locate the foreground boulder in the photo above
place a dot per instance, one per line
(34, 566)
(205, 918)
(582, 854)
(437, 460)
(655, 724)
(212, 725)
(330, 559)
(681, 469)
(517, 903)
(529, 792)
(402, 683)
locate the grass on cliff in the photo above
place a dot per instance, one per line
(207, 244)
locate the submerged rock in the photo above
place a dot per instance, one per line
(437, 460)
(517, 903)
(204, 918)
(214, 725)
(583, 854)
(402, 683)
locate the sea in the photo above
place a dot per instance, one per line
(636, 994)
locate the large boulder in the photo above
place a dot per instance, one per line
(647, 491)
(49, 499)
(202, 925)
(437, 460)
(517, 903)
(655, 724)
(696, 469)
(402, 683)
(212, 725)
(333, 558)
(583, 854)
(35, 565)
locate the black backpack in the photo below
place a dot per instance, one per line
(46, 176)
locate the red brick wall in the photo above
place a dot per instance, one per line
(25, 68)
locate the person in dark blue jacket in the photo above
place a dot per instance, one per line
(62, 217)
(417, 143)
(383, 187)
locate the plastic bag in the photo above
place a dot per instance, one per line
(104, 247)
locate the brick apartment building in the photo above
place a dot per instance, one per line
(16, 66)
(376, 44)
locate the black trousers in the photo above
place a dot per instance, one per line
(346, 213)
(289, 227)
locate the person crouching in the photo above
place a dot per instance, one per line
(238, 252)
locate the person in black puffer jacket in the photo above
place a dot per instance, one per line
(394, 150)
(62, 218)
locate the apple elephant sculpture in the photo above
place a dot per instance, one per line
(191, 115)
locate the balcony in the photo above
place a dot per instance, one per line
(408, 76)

--

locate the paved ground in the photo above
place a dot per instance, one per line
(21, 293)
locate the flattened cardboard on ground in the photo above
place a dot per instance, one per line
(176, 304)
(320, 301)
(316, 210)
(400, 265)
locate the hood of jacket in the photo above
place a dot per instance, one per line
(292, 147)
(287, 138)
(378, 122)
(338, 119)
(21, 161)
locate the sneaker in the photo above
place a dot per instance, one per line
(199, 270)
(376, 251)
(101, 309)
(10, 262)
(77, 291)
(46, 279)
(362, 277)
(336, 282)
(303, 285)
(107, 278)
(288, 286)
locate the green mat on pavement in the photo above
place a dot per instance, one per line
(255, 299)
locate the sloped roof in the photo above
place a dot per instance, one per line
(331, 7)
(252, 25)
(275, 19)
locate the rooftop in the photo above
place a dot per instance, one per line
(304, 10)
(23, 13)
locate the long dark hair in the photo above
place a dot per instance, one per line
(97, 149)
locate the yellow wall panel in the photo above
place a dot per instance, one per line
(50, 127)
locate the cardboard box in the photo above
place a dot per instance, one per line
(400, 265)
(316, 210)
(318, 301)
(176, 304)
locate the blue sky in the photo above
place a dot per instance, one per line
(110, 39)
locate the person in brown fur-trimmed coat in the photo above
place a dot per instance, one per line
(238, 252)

## [TASK PROMPT]
Would you copy each line of the records that contains "blue"?

## [OUTPUT]
locate the person in dark blue jacket in the photo above
locate the blue sky in the photo above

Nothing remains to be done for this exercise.